WORK TASK:
Transcribe each entry exactly; skip the images.

(Source data)
________________________
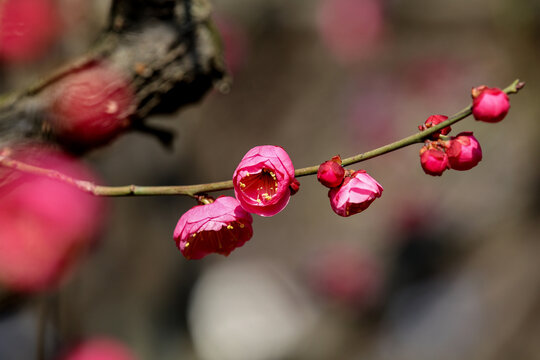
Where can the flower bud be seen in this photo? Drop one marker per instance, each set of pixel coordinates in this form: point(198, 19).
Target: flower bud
point(331, 173)
point(464, 151)
point(218, 227)
point(355, 194)
point(433, 159)
point(489, 104)
point(92, 106)
point(435, 120)
point(262, 181)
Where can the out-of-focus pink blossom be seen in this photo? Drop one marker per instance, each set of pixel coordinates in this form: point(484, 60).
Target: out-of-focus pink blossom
point(346, 275)
point(218, 227)
point(235, 44)
point(489, 104)
point(464, 151)
point(355, 194)
point(435, 120)
point(351, 29)
point(263, 179)
point(100, 348)
point(44, 223)
point(434, 160)
point(331, 173)
point(27, 28)
point(92, 106)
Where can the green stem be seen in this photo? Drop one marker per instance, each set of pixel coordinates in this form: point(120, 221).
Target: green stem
point(193, 190)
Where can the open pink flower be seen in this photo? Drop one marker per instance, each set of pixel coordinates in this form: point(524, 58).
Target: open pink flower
point(218, 227)
point(355, 194)
point(100, 348)
point(44, 223)
point(489, 104)
point(263, 179)
point(434, 160)
point(464, 151)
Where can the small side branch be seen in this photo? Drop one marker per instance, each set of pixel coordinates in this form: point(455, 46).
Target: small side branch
point(194, 190)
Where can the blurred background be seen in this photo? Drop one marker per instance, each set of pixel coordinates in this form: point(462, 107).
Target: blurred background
point(437, 268)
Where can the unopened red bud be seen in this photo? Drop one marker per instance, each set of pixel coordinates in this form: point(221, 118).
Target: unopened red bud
point(464, 151)
point(92, 106)
point(434, 160)
point(489, 104)
point(331, 173)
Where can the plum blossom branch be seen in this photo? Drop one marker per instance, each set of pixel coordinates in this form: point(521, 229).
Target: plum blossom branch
point(194, 190)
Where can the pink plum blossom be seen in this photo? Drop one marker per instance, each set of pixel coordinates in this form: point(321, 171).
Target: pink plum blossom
point(355, 194)
point(99, 348)
point(464, 151)
point(331, 173)
point(351, 29)
point(218, 227)
point(44, 223)
point(262, 181)
point(27, 28)
point(92, 106)
point(435, 120)
point(489, 104)
point(433, 159)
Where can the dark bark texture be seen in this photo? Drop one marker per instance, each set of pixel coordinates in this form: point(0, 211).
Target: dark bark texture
point(169, 49)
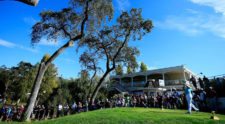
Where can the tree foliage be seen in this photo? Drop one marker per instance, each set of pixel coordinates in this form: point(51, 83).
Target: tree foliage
point(111, 42)
point(119, 70)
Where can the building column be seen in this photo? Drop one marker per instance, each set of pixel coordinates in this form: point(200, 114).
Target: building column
point(132, 82)
point(163, 76)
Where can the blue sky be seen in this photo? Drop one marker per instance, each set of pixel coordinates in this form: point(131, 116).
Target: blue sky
point(189, 32)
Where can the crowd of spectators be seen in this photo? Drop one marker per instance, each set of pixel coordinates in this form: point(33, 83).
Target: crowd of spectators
point(204, 100)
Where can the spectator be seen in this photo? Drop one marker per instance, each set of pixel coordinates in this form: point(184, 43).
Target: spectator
point(188, 93)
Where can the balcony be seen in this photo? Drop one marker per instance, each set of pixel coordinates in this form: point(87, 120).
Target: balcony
point(173, 82)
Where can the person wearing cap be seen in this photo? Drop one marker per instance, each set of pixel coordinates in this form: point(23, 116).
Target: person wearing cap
point(188, 94)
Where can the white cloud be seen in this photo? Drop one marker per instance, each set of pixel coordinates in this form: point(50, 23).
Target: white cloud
point(12, 45)
point(6, 44)
point(123, 4)
point(217, 5)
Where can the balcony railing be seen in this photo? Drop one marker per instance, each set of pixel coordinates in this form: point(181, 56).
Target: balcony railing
point(173, 82)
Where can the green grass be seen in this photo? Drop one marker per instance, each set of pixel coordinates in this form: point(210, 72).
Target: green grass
point(136, 116)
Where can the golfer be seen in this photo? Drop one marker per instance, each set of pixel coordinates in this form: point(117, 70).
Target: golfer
point(188, 93)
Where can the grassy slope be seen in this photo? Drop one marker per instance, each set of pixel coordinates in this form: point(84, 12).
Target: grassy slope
point(136, 116)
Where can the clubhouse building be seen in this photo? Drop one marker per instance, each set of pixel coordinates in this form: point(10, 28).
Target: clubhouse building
point(152, 81)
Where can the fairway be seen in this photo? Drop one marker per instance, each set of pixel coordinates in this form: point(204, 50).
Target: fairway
point(136, 116)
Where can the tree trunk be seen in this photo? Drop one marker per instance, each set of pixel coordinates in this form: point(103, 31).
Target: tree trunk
point(35, 90)
point(29, 2)
point(97, 88)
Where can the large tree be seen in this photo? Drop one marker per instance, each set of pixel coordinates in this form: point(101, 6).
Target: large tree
point(119, 70)
point(111, 42)
point(71, 24)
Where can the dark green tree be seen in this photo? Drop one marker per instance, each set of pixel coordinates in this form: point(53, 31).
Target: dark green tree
point(71, 24)
point(119, 70)
point(111, 43)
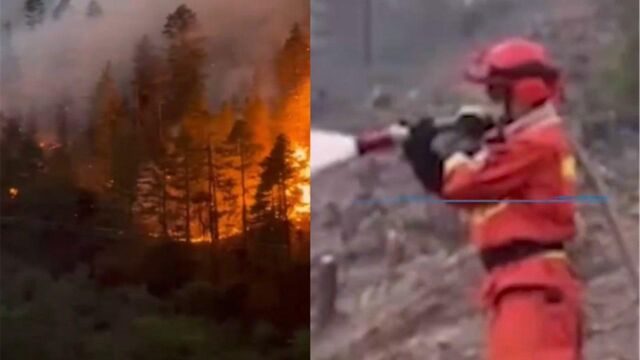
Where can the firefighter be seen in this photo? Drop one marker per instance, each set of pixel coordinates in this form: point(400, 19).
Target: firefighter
point(531, 293)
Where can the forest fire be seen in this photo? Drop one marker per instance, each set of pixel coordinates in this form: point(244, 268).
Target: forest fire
point(302, 209)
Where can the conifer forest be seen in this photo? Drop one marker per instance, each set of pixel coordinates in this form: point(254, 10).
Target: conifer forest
point(155, 191)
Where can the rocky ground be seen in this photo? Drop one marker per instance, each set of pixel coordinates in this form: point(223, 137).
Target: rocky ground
point(407, 280)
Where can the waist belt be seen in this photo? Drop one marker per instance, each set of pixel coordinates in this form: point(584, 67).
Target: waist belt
point(518, 250)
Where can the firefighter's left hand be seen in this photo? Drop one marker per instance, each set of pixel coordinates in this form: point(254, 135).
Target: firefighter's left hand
point(426, 164)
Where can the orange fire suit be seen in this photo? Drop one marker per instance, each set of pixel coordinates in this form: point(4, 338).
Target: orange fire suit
point(534, 302)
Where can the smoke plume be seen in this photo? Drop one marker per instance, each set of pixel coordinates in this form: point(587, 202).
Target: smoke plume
point(64, 55)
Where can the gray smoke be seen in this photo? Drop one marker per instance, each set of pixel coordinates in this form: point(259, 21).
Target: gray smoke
point(64, 57)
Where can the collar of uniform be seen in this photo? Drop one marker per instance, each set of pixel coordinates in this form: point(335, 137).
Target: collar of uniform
point(539, 117)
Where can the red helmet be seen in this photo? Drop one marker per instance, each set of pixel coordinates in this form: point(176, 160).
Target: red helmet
point(521, 67)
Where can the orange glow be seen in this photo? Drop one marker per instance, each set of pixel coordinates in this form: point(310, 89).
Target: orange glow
point(303, 208)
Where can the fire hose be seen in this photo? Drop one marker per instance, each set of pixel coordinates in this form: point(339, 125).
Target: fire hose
point(470, 120)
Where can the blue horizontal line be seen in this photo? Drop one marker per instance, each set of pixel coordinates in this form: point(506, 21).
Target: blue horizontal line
point(583, 199)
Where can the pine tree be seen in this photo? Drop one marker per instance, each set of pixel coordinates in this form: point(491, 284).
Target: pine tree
point(241, 141)
point(270, 212)
point(34, 12)
point(94, 10)
point(107, 126)
point(152, 200)
point(187, 167)
point(293, 62)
________________________
EXERCISE SOLUTION:
Where can the flower bud be seen in this photo? Drop one marker per instance, each set of pixel coordinates in this form: point(198, 19).
Target: flower bud
point(331, 173)
point(464, 151)
point(218, 227)
point(355, 194)
point(433, 159)
point(489, 104)
point(92, 106)
point(435, 120)
point(262, 181)
Where can the out-of-focus pink blossom be seen in this photo? Drop one marker per instance, each set of pixel coordinates in this form: point(484, 60).
Target: out-of-focus pink blossom
point(346, 275)
point(218, 227)
point(235, 44)
point(489, 104)
point(464, 151)
point(355, 194)
point(435, 120)
point(351, 29)
point(263, 179)
point(100, 348)
point(44, 223)
point(434, 160)
point(331, 173)
point(27, 28)
point(92, 106)
Where can the green stem be seen in this photo? Drop one marker per instance, each set of pixel coordinates in this form: point(120, 221).
Target: green stem
point(193, 190)
Where can the open pink flower be seen in this photo? Drop one marker per instance, each set of pixel coordinates in this form: point(524, 58).
Target: open pink flower
point(218, 227)
point(355, 194)
point(100, 348)
point(44, 223)
point(489, 104)
point(263, 179)
point(434, 160)
point(464, 151)
Where can the small side branch be seen in this photo? Drop one marker per instance, each set of pixel coordinates in this form: point(455, 46).
Target: small side branch
point(194, 190)
Where can the blurred background be seen in this photo? Drop one marker per instance, each set of pixel coordinates in this form: point(462, 107).
Target: blurred background
point(437, 268)
Where can the unopened red bud be seen in this photo? Drop one marker per instance, each set of pixel coordinates in this form: point(221, 118).
Target: unopened red bud
point(464, 151)
point(92, 106)
point(434, 160)
point(489, 104)
point(331, 173)
Where can the plum blossom branch be seen in this photo? Drop one marker per instance, each set of pixel coordinates in this form: point(521, 229).
Target: plum blossom branch
point(194, 190)
Where can the pink plum blossom be seen in this photo? Drop one marker per instance, each set of pixel coordinates in this form: point(321, 171).
Target: pink plum blossom
point(355, 194)
point(99, 348)
point(464, 151)
point(331, 173)
point(351, 29)
point(218, 227)
point(44, 223)
point(262, 181)
point(27, 28)
point(92, 106)
point(435, 120)
point(489, 104)
point(433, 159)
Where can the dark bark texture be seen in this photo? Drop one marker per instance, each set of pixel coordinates in this form: point(0, 211).
Target: dark bark texture
point(169, 49)
Where can the tree foliage be seen in this photo? Drop one marker per instance, each set of pixel coordinates in this form: point(51, 83).
Target: tree foliage
point(111, 42)
point(119, 70)
Where can the building column be seen in this photo? Drop one marker per instance, each set of pixel coordinates in this form: point(200, 114).
Target: building column
point(132, 82)
point(163, 76)
Where can the blue sky be seen in this photo? Drop one marker per instance, each set of pixel coordinates in this form: point(131, 116).
Target: blue sky
point(189, 32)
Where can the crowd of spectators be seen in this photo? Drop one marker per instance, each set of pixel coordinates in this form: point(33, 83).
Target: crowd of spectators
point(204, 100)
Where can the spectator be seen in this photo? Drop one marker per instance, each set of pixel coordinates in this form: point(184, 43).
Target: spectator
point(188, 93)
Where can the balcony be seen in this photo? Drop one marker per instance, each set of pixel coordinates in this form: point(87, 120).
Target: balcony
point(173, 82)
Where can the person wearing cap be seen in this photo? Drop one marker per instance, each set of pixel coordinates in this form: point(23, 116).
Target: person wearing cap
point(188, 94)
Where can the white cloud be seen in this photo? Drop one marker per instance, each set of pixel coordinates in this form: point(50, 23).
Target: white cloud
point(12, 45)
point(6, 44)
point(123, 4)
point(217, 5)
Where can the balcony railing be seen in this photo? Drop one marker per instance, each set of pixel coordinates in this form: point(181, 56).
Target: balcony railing
point(173, 82)
Where can the green grass be seen in this photo? Drop one marker per instance, each set of pixel coordinates in this form: point(210, 72).
Target: green grass
point(136, 116)
Where can the golfer be seen in this photo? Drop one marker per instance, each set of pixel coordinates in this form: point(117, 70).
Target: golfer
point(188, 93)
Where can the grassy slope be seen in this photo? Drop one marker per instance, each set of pixel coordinates in this form: point(84, 12).
Target: grassy slope
point(136, 116)
Where can the clubhouse building be seen in this photo? Drop one marker per instance, each set of pixel coordinates in this form: point(10, 28).
Target: clubhouse building
point(152, 81)
Where can the fairway be seen in this photo? Drop one marker per instance, each set of pixel coordinates in this form: point(204, 50).
Target: fairway
point(136, 116)
Where can the tree trunk be seen in this photo? Drop one marker per instance, each set of pixel coordinates in this form: point(103, 31).
Target: tree trunk
point(35, 90)
point(29, 2)
point(97, 88)
Where can the large tree be seen in this photo? Drop one marker per instance, each set of pixel coordinates in this form: point(101, 6).
Target: large tree
point(119, 70)
point(111, 42)
point(71, 24)
Where can the dark green tree be seen in this photo? Drop one marker per instance, each set of pixel coordinates in this form: point(53, 31).
Target: dark green tree
point(71, 24)
point(119, 70)
point(111, 43)
Where can the firefighter be seen in this photo? Drop one marker per instance, each set of pixel coordinates in this form: point(400, 19).
Target: firefighter
point(531, 293)
Where can the forest fire be seen in this photo? Drop one marker per instance, each set of pixel coordinates in this form: point(244, 268).
Target: forest fire
point(302, 209)
Where can the conifer forest be seen in this photo? Drop one marker per instance, each set of pixel coordinates in this form: point(254, 10).
Target: conifer forest
point(155, 191)
Where can the rocky ground be seen in this photo? Drop one marker per instance, each set of pixel coordinates in this form: point(223, 137).
Target: rocky ground
point(407, 280)
Where can the waist belt be seen in this photo? Drop one marker per instance, each set of pixel coordinates in this form: point(584, 67).
Target: waist belt
point(518, 250)
Where can the firefighter's left hand be seen in this photo? Drop one marker per instance, each set of pixel coordinates in this form: point(254, 135).
Target: firefighter's left hand
point(426, 164)
Where can the orange fire suit be seen in this photo? Drop one marker per instance, each set of pixel coordinates in this form: point(4, 338).
Target: orange fire suit
point(534, 302)
Where can the smoke plume be seen in this photo? Drop one marker per instance, each set of pixel coordinates in this form: point(587, 202).
Target: smoke plume
point(64, 55)
Where can the gray smoke be seen in this photo? Drop one marker per instance, each set of pixel coordinates in this form: point(259, 21).
Target: gray smoke
point(64, 57)
Where can the collar of uniform be seen in this photo? Drop one marker per instance, each set of pixel coordinates in this form: point(335, 137).
Target: collar of uniform
point(539, 117)
Where can the red helmet be seen in this photo? Drop one marker per instance, each set of pixel coordinates in this form: point(176, 160).
Target: red helmet
point(521, 67)
Where can the orange glow be seen in this photo? Drop one marker per instance, each set of pixel coordinates in this form: point(310, 89).
Target: orange glow
point(303, 208)
Where can the fire hose be seen in this photo? Drop one marker per instance, each set of pixel coordinates in this form: point(339, 125).
Target: fire hose
point(470, 120)
Where can the blue horizontal line be seen in this photo? Drop one marker per instance, each set of pixel coordinates in this form: point(506, 21).
Target: blue horizontal line
point(583, 199)
Where can the pine tree be seen in this photo? Drop one marker per instance, each set of pixel coordinates in this form: point(491, 284).
Target: pine tree
point(241, 141)
point(270, 212)
point(34, 12)
point(94, 10)
point(107, 126)
point(152, 200)
point(187, 167)
point(293, 62)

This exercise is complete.